▶ _INSTRUCTION_
Pick out every line of the material that contains the string "woman", matching case exactly, and copy each one.

▶ _DATA TO USE_
start

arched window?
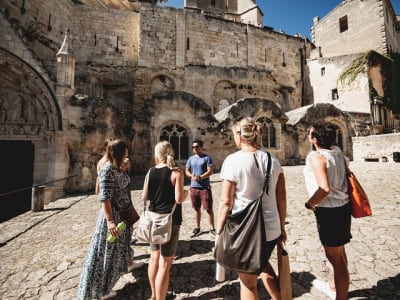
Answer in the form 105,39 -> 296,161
257,117 -> 276,148
218,99 -> 229,111
159,124 -> 189,161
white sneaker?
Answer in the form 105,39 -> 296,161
312,279 -> 336,299
128,261 -> 144,273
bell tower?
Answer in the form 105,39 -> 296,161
56,30 -> 75,89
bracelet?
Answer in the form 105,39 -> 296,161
304,202 -> 314,210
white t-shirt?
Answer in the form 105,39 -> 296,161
220,150 -> 283,241
303,147 -> 350,207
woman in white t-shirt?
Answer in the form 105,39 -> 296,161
304,120 -> 351,300
217,118 -> 286,300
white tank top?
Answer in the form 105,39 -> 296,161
303,147 -> 350,207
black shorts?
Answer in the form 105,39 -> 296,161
315,202 -> 351,247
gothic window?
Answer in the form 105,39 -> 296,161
332,89 -> 339,100
159,124 -> 189,161
218,99 -> 229,111
257,117 -> 276,148
339,16 -> 349,32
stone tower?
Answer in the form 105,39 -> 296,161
56,30 -> 75,89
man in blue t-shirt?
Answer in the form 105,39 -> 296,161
185,140 -> 215,238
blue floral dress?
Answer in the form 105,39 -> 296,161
78,162 -> 132,299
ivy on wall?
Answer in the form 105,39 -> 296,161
388,53 -> 400,113
338,50 -> 400,113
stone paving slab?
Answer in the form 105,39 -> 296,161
0,162 -> 400,300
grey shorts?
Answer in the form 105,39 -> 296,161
314,202 -> 351,247
150,225 -> 181,257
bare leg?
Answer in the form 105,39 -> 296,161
324,246 -> 350,300
261,263 -> 281,300
207,209 -> 215,229
147,250 -> 160,299
156,255 -> 174,300
329,249 -> 348,292
195,208 -> 201,228
238,273 -> 259,300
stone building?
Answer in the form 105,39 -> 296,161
307,0 -> 400,136
0,0 -> 398,220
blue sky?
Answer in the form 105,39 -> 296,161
164,0 -> 400,38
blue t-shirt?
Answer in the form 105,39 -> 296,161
186,153 -> 213,188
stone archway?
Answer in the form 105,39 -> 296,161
0,48 -> 62,134
0,47 -> 62,217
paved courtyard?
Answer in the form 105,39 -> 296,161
0,162 -> 400,300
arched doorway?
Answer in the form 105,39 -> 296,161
159,123 -> 189,164
0,141 -> 35,223
0,47 -> 62,221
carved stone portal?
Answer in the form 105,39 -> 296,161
0,48 -> 61,139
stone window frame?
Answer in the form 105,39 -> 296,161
339,15 -> 349,33
331,89 -> 339,101
218,99 -> 231,112
256,116 -> 280,149
157,121 -> 191,163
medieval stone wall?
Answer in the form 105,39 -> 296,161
311,0 -> 385,57
71,6 -> 140,67
307,55 -> 370,113
352,133 -> 400,162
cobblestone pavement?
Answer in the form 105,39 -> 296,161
0,162 -> 400,300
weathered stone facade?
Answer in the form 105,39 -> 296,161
0,0 -> 398,209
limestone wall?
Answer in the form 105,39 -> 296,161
352,133 -> 400,162
308,55 -> 370,113
312,0 -> 385,57
72,7 -> 140,67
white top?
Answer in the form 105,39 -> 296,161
303,147 -> 350,207
220,150 -> 283,241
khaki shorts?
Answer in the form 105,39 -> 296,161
150,225 -> 181,257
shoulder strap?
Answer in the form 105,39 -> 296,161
264,151 -> 272,195
253,151 -> 272,195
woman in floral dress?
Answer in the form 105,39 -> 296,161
78,140 -> 132,299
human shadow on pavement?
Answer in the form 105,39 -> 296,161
117,259 -> 324,300
175,240 -> 214,259
349,274 -> 400,300
290,268 -> 315,297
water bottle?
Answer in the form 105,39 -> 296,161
107,222 -> 126,243
215,263 -> 225,282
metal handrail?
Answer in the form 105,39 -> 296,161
0,174 -> 77,197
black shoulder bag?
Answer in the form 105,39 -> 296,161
214,152 -> 271,274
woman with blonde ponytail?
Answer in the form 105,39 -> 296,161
142,141 -> 187,300
217,118 -> 286,300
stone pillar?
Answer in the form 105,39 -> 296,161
31,185 -> 45,211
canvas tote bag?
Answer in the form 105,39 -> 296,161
214,152 -> 271,274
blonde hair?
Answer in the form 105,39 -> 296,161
154,141 -> 175,168
232,117 -> 261,148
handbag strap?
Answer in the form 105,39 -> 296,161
253,151 -> 272,196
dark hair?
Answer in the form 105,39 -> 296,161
232,117 -> 261,149
192,139 -> 203,148
310,120 -> 336,149
107,140 -> 128,169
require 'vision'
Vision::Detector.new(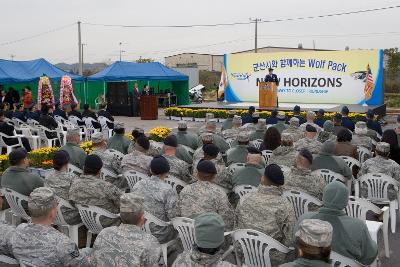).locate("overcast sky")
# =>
[0,0,400,63]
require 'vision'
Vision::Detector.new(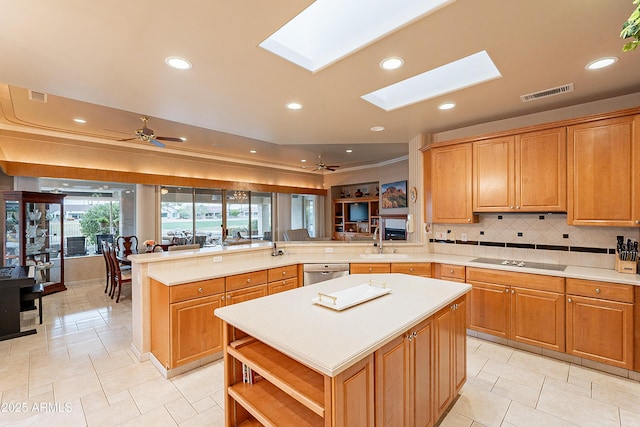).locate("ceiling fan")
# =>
[314,156,340,172]
[118,116,184,148]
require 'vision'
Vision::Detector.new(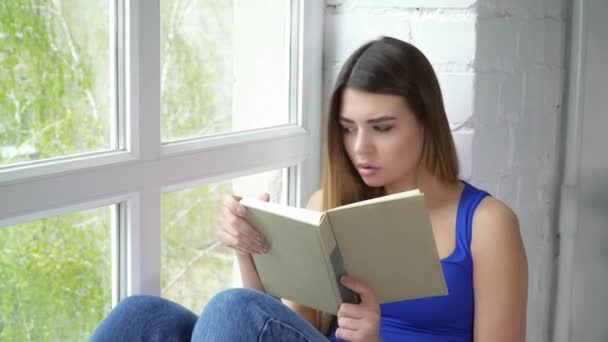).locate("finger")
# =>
[336,328,357,341]
[337,303,365,319]
[338,317,360,330]
[222,195,247,217]
[340,276,378,305]
[217,230,257,254]
[223,208,267,247]
[220,218,268,253]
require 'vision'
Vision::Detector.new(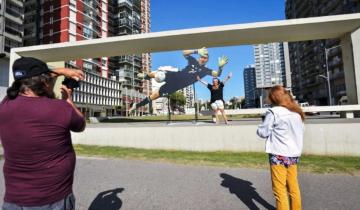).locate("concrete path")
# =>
[0,158,360,210]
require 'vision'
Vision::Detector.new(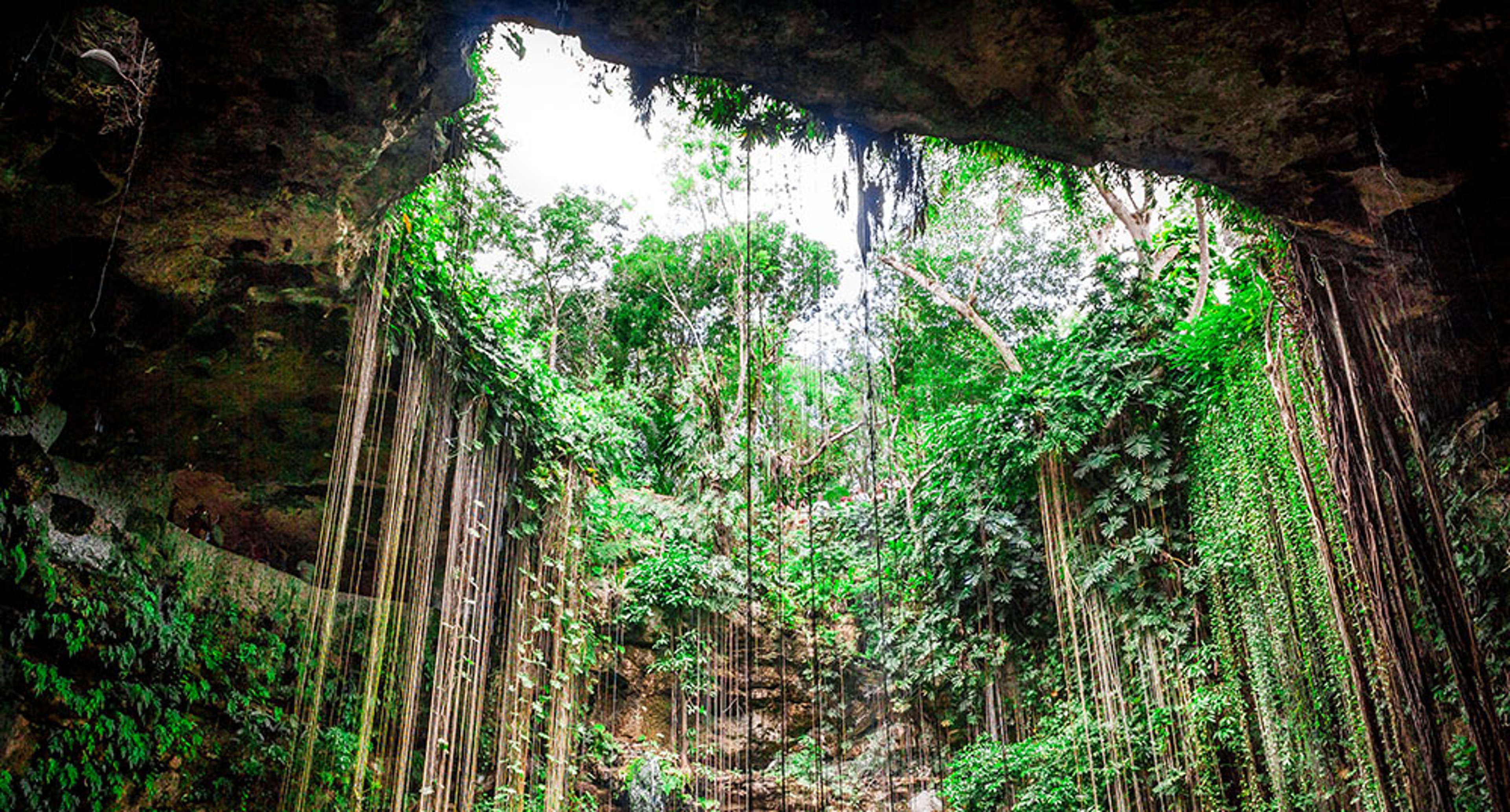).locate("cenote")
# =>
[0,0,1510,812]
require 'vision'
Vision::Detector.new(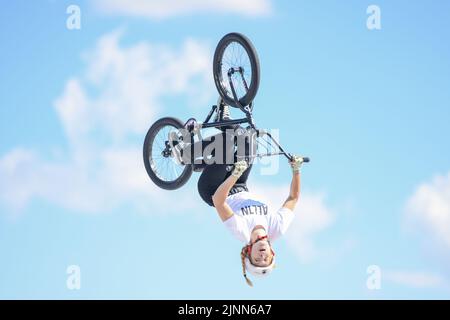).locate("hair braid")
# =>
[241,246,253,287]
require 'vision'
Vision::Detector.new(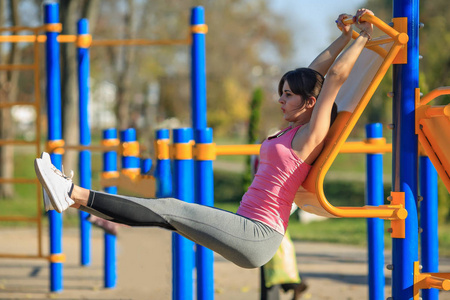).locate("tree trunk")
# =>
[0,0,21,199]
[116,0,136,130]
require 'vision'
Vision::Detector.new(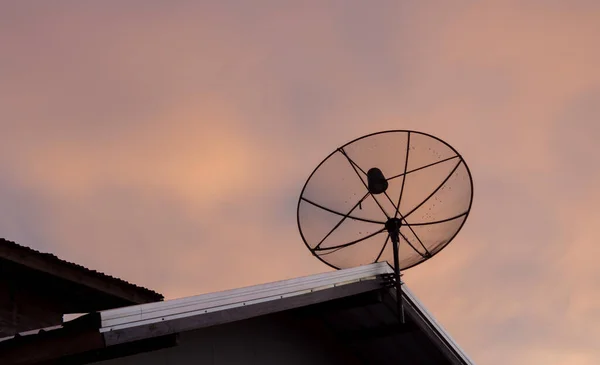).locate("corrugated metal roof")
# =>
[100,262,473,364]
[0,263,474,365]
[0,238,164,301]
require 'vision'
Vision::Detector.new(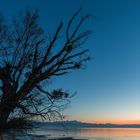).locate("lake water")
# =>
[30,128,140,140]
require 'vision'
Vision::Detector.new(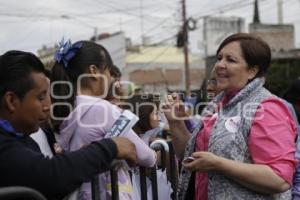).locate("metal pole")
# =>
[110,169,119,200]
[168,141,177,199]
[182,0,191,97]
[140,167,147,200]
[151,166,158,200]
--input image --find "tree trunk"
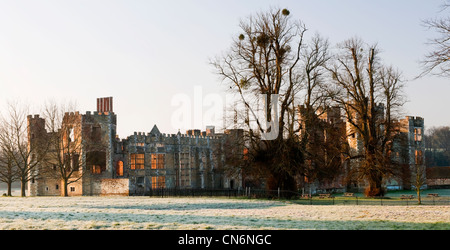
[20,179,27,197]
[63,179,69,197]
[7,182,12,196]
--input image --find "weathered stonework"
[28,98,239,196]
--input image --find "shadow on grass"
[84,201,286,211]
[0,211,450,230]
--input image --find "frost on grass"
[0,197,450,230]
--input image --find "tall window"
[116,161,123,176]
[152,176,166,189]
[414,128,422,141]
[179,153,191,187]
[416,150,423,165]
[151,154,164,169]
[130,154,144,169]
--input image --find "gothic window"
[130,154,144,169]
[116,161,123,176]
[152,176,166,189]
[414,128,422,142]
[151,154,164,169]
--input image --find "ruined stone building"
[28,97,241,196]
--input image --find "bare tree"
[0,100,48,197]
[330,38,402,196]
[43,102,106,196]
[211,9,306,191]
[419,0,450,77]
[0,148,19,196]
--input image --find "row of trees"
[211,6,405,196]
[0,102,92,196]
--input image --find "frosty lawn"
[0,197,450,230]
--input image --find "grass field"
[0,197,450,230]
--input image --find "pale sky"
[0,0,450,138]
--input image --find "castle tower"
[97,97,113,113]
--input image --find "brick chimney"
[97,97,113,113]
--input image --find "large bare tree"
[0,102,48,196]
[211,9,306,189]
[420,0,450,77]
[330,38,403,196]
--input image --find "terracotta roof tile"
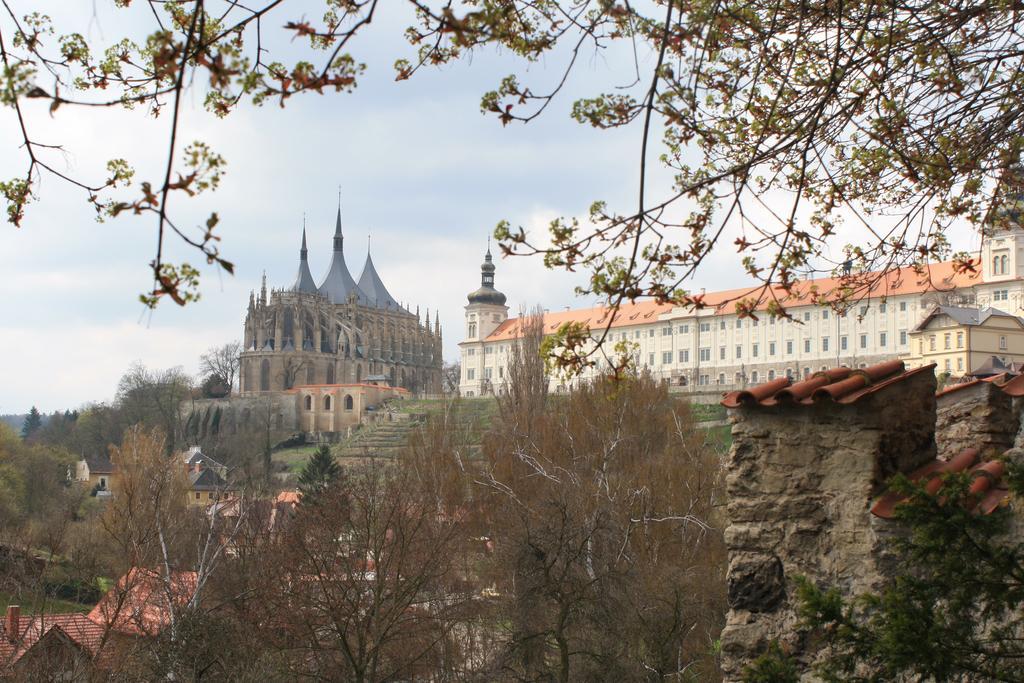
[871,449,1010,519]
[935,373,1024,398]
[485,261,979,341]
[0,612,104,670]
[722,360,935,408]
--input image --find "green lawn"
[0,593,93,614]
[270,445,317,474]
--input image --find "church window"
[259,358,270,391]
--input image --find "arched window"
[259,358,270,391]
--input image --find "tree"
[0,0,1024,314]
[22,405,43,441]
[299,444,342,504]
[199,340,242,392]
[118,362,193,453]
[782,458,1024,681]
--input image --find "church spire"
[292,219,316,294]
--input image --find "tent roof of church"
[292,225,316,294]
[358,251,404,310]
[484,260,980,341]
[317,207,369,306]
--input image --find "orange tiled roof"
[721,360,935,408]
[0,612,104,668]
[484,261,978,341]
[89,567,198,636]
[935,373,1024,398]
[871,449,1010,519]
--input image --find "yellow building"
[905,306,1024,377]
[75,458,118,498]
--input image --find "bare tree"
[117,362,193,453]
[199,340,242,390]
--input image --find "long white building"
[459,228,1024,396]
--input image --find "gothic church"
[239,206,441,396]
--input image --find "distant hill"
[0,413,28,432]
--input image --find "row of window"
[648,330,905,366]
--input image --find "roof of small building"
[485,261,978,341]
[0,612,105,668]
[89,567,198,635]
[721,360,935,409]
[83,456,117,474]
[871,449,1010,519]
[188,468,227,490]
[935,372,1024,398]
[913,306,1024,332]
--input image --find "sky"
[0,0,976,414]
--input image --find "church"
[239,205,441,396]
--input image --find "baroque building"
[459,219,1024,396]
[239,206,441,397]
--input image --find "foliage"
[798,462,1024,681]
[22,405,43,440]
[0,0,1024,323]
[742,641,800,683]
[299,444,342,505]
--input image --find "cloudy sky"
[0,0,972,413]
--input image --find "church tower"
[459,243,509,396]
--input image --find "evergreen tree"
[778,462,1024,681]
[299,444,342,503]
[22,405,43,440]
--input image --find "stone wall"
[935,382,1019,460]
[722,372,936,681]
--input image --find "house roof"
[89,567,198,635]
[0,612,105,668]
[871,449,1010,519]
[188,467,227,490]
[935,370,1024,398]
[721,360,935,409]
[84,456,115,474]
[484,261,978,341]
[913,306,1024,332]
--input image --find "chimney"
[4,605,22,643]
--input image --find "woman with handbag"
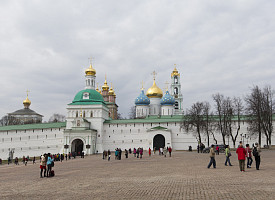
[224,145,232,166]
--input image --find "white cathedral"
[0,62,272,159]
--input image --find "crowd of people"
[207,141,261,172]
[102,147,172,161]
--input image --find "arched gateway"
[72,139,84,155]
[153,134,165,150]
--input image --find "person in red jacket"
[236,141,246,172]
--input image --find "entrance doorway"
[72,139,84,156]
[153,134,165,150]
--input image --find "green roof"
[0,122,66,131]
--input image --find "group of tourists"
[197,143,205,153]
[40,153,54,178]
[207,141,261,172]
[102,147,172,161]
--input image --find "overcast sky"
[0,0,275,121]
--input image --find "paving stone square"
[0,150,275,200]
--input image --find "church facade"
[0,62,274,159]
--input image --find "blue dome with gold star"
[135,90,150,106]
[160,91,175,106]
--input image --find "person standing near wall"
[224,145,232,166]
[245,144,253,168]
[40,155,46,178]
[253,143,261,170]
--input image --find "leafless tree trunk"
[203,102,217,147]
[232,97,244,148]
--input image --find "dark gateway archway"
[72,139,84,156]
[153,134,165,150]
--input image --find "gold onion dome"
[23,96,31,108]
[146,80,163,98]
[85,64,96,76]
[102,78,109,91]
[171,67,180,77]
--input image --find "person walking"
[108,149,111,161]
[236,141,245,172]
[40,155,46,178]
[163,147,167,158]
[139,148,143,159]
[137,148,139,158]
[125,149,128,158]
[207,144,216,169]
[253,143,261,170]
[245,144,253,168]
[224,145,232,166]
[216,145,220,155]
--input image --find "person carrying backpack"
[252,143,261,170]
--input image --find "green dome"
[73,89,104,103]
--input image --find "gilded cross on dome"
[26,90,30,97]
[165,81,169,91]
[152,71,157,80]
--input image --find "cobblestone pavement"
[0,150,275,200]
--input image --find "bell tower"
[171,64,183,115]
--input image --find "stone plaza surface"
[0,150,275,199]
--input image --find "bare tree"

end

▶ _WRITTEN ANSWER_
woman in white t-shirt?
woman in floral dress?
woman with blonde ponytail?
--input image --find "woman with handbag"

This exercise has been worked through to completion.